§ WHAT TO DO
Your output must consist solely of the lines from the one containing "In this exercise you will label the woman in" through the end of the records, reproduced exactly.

§ RECORD LIST
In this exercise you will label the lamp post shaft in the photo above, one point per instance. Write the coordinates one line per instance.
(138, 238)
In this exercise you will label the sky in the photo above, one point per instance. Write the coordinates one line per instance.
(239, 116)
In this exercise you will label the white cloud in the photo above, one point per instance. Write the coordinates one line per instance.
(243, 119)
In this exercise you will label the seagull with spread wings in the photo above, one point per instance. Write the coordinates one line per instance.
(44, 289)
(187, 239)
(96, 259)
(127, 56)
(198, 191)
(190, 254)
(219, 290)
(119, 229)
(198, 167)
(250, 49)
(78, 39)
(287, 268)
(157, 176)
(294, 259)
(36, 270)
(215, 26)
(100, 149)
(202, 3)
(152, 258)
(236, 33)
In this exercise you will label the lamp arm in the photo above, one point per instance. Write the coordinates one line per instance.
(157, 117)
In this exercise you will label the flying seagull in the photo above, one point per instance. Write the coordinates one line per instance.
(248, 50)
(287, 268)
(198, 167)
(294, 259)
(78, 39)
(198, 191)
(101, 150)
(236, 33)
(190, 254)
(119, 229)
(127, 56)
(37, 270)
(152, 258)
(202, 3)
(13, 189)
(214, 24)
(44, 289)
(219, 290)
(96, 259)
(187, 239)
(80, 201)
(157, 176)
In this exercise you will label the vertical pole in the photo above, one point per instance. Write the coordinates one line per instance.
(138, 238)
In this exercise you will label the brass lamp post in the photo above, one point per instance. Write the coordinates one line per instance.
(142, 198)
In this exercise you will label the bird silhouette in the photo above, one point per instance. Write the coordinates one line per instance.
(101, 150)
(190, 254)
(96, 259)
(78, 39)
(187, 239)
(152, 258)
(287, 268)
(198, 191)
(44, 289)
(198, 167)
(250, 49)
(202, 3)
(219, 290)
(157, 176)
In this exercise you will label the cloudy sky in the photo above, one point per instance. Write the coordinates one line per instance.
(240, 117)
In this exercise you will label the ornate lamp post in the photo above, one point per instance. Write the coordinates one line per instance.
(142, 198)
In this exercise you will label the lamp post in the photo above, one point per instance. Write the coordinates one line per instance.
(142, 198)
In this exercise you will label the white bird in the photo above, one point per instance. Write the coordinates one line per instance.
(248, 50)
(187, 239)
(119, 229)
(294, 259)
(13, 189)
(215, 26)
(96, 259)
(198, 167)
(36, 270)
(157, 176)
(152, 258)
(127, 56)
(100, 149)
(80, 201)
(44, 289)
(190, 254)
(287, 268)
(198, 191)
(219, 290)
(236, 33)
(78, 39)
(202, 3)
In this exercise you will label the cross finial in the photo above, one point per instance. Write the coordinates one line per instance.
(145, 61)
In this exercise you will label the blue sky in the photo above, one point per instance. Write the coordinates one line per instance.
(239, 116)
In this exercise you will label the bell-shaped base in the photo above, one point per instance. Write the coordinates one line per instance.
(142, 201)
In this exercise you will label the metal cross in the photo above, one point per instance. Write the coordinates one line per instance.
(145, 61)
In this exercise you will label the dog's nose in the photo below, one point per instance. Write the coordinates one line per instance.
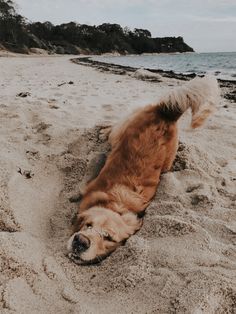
(80, 243)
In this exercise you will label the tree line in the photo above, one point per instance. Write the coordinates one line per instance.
(18, 34)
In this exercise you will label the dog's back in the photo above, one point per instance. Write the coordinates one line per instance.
(145, 146)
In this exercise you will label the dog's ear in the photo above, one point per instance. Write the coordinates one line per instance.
(78, 222)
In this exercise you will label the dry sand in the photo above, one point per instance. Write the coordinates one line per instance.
(183, 260)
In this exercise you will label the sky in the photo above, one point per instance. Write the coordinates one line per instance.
(206, 25)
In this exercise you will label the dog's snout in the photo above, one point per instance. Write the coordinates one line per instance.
(80, 243)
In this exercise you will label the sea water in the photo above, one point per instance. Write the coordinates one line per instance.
(220, 64)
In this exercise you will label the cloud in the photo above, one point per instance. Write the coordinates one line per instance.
(204, 24)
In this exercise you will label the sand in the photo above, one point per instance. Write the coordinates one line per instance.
(183, 260)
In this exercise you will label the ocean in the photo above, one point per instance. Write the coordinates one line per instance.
(220, 64)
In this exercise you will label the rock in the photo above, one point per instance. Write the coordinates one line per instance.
(146, 75)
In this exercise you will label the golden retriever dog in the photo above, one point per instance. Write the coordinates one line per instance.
(142, 147)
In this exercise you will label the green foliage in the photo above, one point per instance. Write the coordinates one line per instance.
(17, 34)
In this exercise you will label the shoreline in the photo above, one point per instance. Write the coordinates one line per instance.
(228, 86)
(183, 258)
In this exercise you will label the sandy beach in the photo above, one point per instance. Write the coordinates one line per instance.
(183, 260)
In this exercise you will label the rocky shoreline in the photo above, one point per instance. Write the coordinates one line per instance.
(228, 86)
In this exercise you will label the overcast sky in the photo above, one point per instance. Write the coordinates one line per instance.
(206, 25)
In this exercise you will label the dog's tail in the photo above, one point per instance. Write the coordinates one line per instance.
(200, 94)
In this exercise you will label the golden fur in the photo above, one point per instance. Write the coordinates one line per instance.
(143, 147)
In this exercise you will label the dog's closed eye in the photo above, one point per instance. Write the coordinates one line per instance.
(108, 237)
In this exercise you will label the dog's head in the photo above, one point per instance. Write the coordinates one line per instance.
(99, 231)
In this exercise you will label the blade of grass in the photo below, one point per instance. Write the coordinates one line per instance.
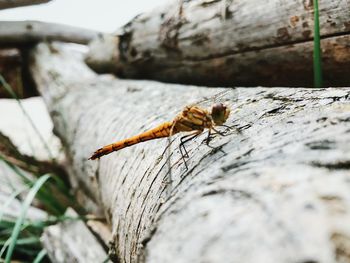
(318, 81)
(8, 88)
(40, 256)
(16, 230)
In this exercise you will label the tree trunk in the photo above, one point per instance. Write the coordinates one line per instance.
(277, 191)
(225, 42)
(19, 33)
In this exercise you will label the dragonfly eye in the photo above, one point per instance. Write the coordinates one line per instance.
(219, 113)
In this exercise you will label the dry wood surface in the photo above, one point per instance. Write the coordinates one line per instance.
(277, 191)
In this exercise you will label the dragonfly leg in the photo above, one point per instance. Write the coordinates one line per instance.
(219, 132)
(209, 138)
(184, 140)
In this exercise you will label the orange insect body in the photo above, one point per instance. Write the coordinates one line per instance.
(192, 118)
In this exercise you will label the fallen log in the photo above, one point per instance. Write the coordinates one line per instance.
(22, 33)
(4, 4)
(11, 71)
(72, 241)
(225, 43)
(277, 191)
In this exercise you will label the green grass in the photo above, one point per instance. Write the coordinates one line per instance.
(20, 237)
(318, 79)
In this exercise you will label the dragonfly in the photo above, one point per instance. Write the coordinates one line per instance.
(193, 119)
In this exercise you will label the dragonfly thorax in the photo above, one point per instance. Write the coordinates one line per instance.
(220, 113)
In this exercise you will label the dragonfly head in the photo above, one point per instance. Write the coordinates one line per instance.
(220, 113)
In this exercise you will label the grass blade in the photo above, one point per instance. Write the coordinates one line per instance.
(40, 256)
(16, 230)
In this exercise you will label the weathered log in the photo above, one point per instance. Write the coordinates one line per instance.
(21, 33)
(4, 4)
(72, 241)
(230, 43)
(11, 71)
(278, 191)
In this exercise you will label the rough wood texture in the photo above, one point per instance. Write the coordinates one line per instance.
(29, 32)
(72, 241)
(11, 71)
(276, 192)
(17, 3)
(225, 42)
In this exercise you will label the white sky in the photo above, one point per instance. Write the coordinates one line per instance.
(101, 15)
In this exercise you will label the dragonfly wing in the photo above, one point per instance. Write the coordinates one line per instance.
(225, 96)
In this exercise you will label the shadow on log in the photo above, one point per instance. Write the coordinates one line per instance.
(276, 192)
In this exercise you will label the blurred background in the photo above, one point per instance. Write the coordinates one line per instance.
(104, 15)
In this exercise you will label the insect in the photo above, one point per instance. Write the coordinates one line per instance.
(192, 118)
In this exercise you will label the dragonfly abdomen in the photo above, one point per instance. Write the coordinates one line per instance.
(161, 131)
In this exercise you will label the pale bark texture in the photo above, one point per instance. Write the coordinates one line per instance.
(18, 3)
(277, 191)
(225, 42)
(21, 33)
(72, 241)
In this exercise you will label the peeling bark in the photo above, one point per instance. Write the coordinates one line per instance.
(278, 191)
(229, 43)
(71, 241)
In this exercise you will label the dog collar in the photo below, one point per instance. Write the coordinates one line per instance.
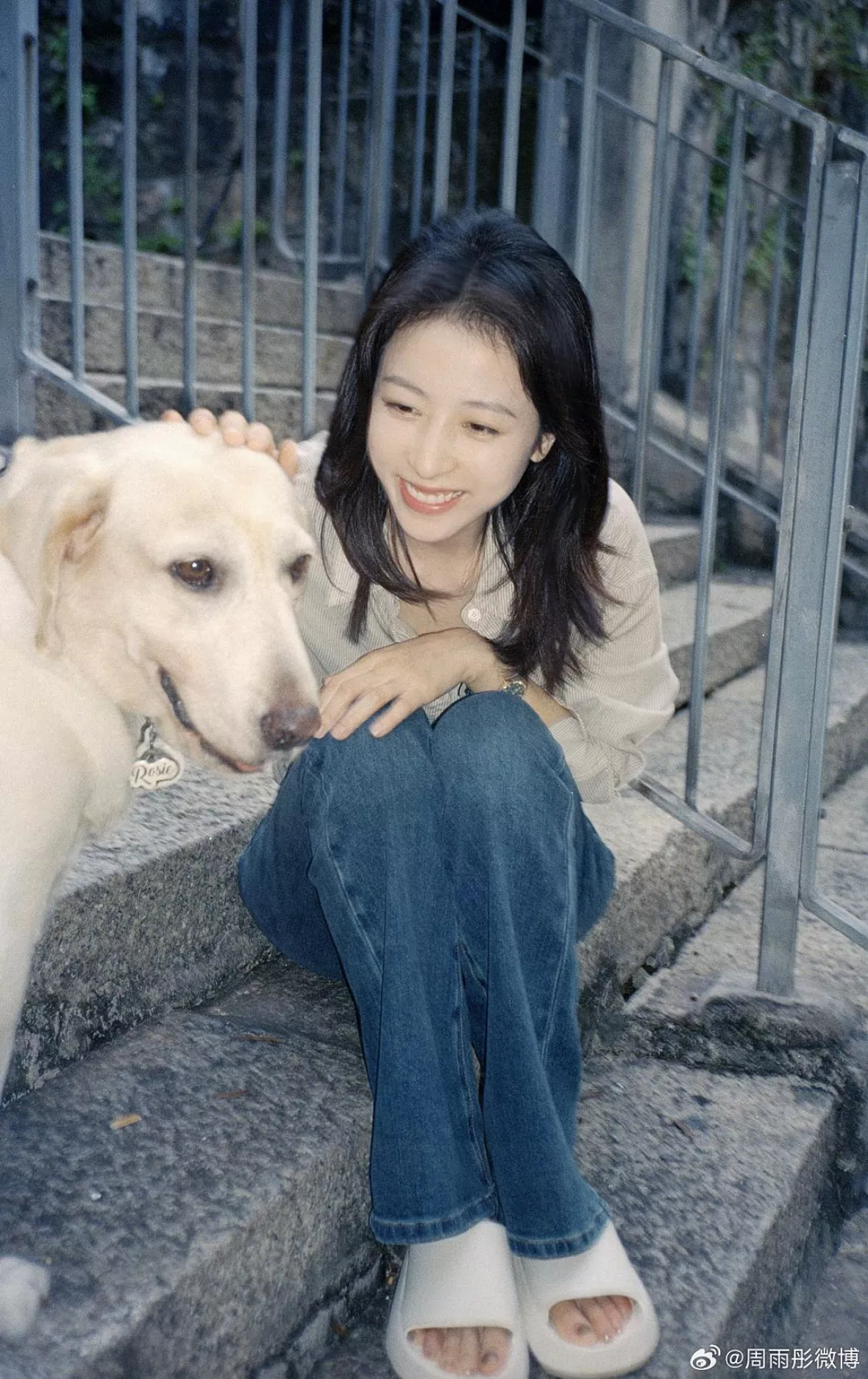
(154, 767)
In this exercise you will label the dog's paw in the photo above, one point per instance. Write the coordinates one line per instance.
(24, 1287)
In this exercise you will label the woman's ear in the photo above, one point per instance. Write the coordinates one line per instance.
(542, 447)
(288, 458)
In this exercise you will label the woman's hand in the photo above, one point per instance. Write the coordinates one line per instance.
(404, 676)
(236, 430)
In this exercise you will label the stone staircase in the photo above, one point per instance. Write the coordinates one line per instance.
(160, 337)
(224, 1233)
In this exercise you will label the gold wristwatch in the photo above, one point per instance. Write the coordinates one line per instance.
(514, 684)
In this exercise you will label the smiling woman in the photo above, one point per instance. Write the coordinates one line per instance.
(430, 846)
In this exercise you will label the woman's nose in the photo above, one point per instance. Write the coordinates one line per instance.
(432, 457)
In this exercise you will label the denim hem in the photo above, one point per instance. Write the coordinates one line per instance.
(560, 1246)
(437, 1227)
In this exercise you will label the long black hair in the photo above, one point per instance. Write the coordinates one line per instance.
(491, 273)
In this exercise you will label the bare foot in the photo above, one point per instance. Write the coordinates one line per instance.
(465, 1350)
(587, 1320)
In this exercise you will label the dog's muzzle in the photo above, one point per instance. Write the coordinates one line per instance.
(288, 726)
(284, 727)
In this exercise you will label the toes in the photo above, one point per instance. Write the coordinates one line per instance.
(494, 1346)
(288, 458)
(463, 1350)
(571, 1323)
(203, 421)
(449, 1356)
(588, 1320)
(260, 437)
(233, 428)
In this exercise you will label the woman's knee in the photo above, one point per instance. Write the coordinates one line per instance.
(494, 740)
(366, 763)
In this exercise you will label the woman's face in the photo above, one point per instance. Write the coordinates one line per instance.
(451, 432)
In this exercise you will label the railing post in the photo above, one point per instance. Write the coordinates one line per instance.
(18, 214)
(388, 36)
(817, 514)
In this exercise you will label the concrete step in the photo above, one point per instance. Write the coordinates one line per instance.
(225, 1219)
(669, 879)
(739, 617)
(716, 1183)
(732, 1248)
(58, 414)
(225, 1232)
(149, 916)
(838, 1316)
(675, 545)
(218, 287)
(218, 345)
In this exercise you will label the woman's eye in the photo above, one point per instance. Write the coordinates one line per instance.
(298, 569)
(195, 574)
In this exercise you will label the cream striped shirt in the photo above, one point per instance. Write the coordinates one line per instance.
(626, 691)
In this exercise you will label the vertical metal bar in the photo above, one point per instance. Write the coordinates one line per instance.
(18, 214)
(312, 216)
(445, 86)
(511, 113)
(191, 200)
(585, 208)
(775, 311)
(344, 112)
(75, 137)
(845, 448)
(702, 236)
(811, 241)
(809, 558)
(473, 119)
(249, 210)
(655, 276)
(549, 155)
(422, 109)
(282, 83)
(382, 143)
(369, 143)
(130, 208)
(716, 443)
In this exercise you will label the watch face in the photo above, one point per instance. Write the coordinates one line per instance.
(516, 686)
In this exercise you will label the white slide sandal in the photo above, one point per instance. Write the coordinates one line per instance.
(465, 1280)
(600, 1272)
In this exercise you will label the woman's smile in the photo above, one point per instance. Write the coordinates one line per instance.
(430, 501)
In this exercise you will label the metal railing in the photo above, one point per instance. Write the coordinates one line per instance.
(816, 284)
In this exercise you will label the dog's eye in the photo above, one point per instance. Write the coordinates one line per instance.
(298, 569)
(196, 574)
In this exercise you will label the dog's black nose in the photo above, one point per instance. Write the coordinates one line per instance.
(290, 726)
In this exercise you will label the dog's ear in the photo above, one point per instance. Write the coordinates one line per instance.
(51, 514)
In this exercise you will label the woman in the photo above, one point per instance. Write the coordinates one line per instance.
(485, 621)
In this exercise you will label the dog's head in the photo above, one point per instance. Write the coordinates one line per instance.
(167, 566)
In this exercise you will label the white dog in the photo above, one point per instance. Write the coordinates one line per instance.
(146, 572)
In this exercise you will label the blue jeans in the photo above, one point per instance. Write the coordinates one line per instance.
(445, 872)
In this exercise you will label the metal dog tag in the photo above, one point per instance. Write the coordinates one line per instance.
(154, 766)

§ ANSWER TO THE PROBLEM
In this exercise you will label the woman in the photo above, one point per instance. Write the coordinates one line per instance.
(485, 621)
In this exercise you will label the dog's head in the photo above, one point per instance. Write the coordinates one line per instance.
(167, 566)
In this exercise you will label the white dog in the photo above, one point per instance. Write the coordinates one line per instance.
(146, 572)
In this exercise you will label the blue jeans in the photo above, one point per instance. Write the coordinates one line per instance.
(445, 872)
In this exercise you will label the metal dog tag in the photo above, one point per instance. Write the coordinates one line per instance.
(154, 766)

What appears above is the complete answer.